**Aim of the task:**
Output the rows below as a numbered list and drop any blank lines.

**Dataset entries:**
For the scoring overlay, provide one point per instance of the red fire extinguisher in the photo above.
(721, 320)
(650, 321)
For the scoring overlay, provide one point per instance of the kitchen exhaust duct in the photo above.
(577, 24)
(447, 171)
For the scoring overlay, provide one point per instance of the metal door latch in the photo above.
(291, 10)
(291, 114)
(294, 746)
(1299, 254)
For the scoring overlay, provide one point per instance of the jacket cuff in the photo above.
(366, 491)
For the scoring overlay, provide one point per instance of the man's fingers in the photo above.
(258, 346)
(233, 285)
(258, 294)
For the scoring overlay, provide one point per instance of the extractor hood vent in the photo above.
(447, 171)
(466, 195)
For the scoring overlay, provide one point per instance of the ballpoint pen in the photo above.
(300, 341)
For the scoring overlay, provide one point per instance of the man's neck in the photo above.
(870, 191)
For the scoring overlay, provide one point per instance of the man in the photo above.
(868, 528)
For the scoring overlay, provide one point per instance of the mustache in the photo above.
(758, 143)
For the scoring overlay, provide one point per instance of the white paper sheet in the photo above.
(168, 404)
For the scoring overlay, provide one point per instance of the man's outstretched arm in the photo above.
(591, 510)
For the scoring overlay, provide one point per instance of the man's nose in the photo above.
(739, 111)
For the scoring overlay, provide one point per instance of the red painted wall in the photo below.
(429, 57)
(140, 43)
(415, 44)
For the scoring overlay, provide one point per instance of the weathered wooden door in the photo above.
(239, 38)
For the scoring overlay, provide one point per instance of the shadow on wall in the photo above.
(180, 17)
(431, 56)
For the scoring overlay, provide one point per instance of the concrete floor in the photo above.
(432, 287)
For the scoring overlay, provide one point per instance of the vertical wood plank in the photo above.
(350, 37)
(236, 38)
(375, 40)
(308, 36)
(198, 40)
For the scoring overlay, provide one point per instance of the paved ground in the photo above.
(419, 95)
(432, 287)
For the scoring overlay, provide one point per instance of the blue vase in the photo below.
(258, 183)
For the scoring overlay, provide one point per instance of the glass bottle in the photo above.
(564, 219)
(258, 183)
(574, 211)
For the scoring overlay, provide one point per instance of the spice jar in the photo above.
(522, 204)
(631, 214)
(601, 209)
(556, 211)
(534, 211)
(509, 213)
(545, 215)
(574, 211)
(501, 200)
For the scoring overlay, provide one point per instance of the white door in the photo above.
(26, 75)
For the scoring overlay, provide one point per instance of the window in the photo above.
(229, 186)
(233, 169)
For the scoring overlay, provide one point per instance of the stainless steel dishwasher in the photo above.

**Reply:**
1. For the scoring overlay, provide one point per instance of the red fire extinguisher in the photo above.
2. (721, 320)
3. (650, 321)
4. For the scoring overlay, provide one point per instance of the kitchen exhaust duct in the photo above.
5. (577, 24)
6. (447, 171)
7. For the scoring overlay, provide one point per instance of the metal door latch in the photo above.
8. (291, 10)
9. (291, 114)
10. (294, 746)
11. (1299, 254)
12. For the scoring overlay, provide one point per instance of the jacket cuff in the photo above.
13. (366, 491)
14. For the scoring overlay, provide one point per instance of the man's fingers in the photo above.
15. (258, 346)
16. (233, 285)
17. (258, 294)
18. For the scoring overlay, provide one point per instance of the extractor hood vent in the photo above.
19. (447, 171)
20. (466, 195)
21. For the scoring overlay, provide one point per instance of the ballpoint pen in the photo above.
22. (300, 341)
23. For the scoring overlay, provide one point per instance of the man's neck in the photo above.
24. (870, 191)
25. For the scoring overlay, provide one point per instance of the man in the photo above.
26. (868, 528)
27. For the scoring overlay, provide one point per instance of the mustache in the photo above.
28. (758, 143)
29. For the scoring overlay, provide one point per instance of the white paper sheet in the photo above.
30. (168, 404)
31. For the scoring overlay, provide one point per instance of the man's outstretched arm in the photo above.
32. (591, 510)
33. For the scoring overlay, provide one point per instance of the man's nose in the photo above.
34. (739, 111)
35. For the scoring overlay, provide one point per instance of the red painted wall in the photo below.
36. (429, 57)
37. (140, 43)
38. (415, 44)
39. For the scoring overlay, provide one point per instance of the weathered wooden door in the photo above.
40. (239, 38)
41. For the scoring overlay, provide one point per instance of the shadow on wall in the photo above.
42. (180, 17)
43. (431, 56)
44. For the scoring overlay, provide one point per instance of the concrete floor in the photo above.
45. (432, 287)
46. For the scoring overlay, provide one point per instance of the vertical wood plank in the photo above.
47. (350, 37)
48. (236, 38)
49. (375, 40)
50. (308, 36)
51. (198, 40)
52. For the scoring overlay, provide one point per instance of the paved ground in the photo above.
53. (419, 95)
54. (432, 287)
55. For the scoring overlay, provide one point per instance of the blue vase in the photo below.
56. (258, 183)
57. For the scoring overlay, provide one point per instance of the glass bottle in the photo above.
58. (564, 219)
59. (258, 183)
60. (574, 211)
61. For the scoring overlay, provide one point per instance of the spice jar in the photo above.
62. (522, 204)
63. (631, 214)
64. (601, 209)
65. (556, 211)
66. (534, 211)
67. (509, 213)
68. (545, 215)
69. (574, 211)
70. (501, 200)
71. For the scoring overlay, provide one point per instance of the white door in the photo above.
72. (26, 75)
73. For the scoring overlay, provide one point per instance of the window in the photo above.
74. (229, 186)
75. (233, 169)
76. For the scoring overlay, provide one point per instance of the stainless steel dishwasher in the photo above.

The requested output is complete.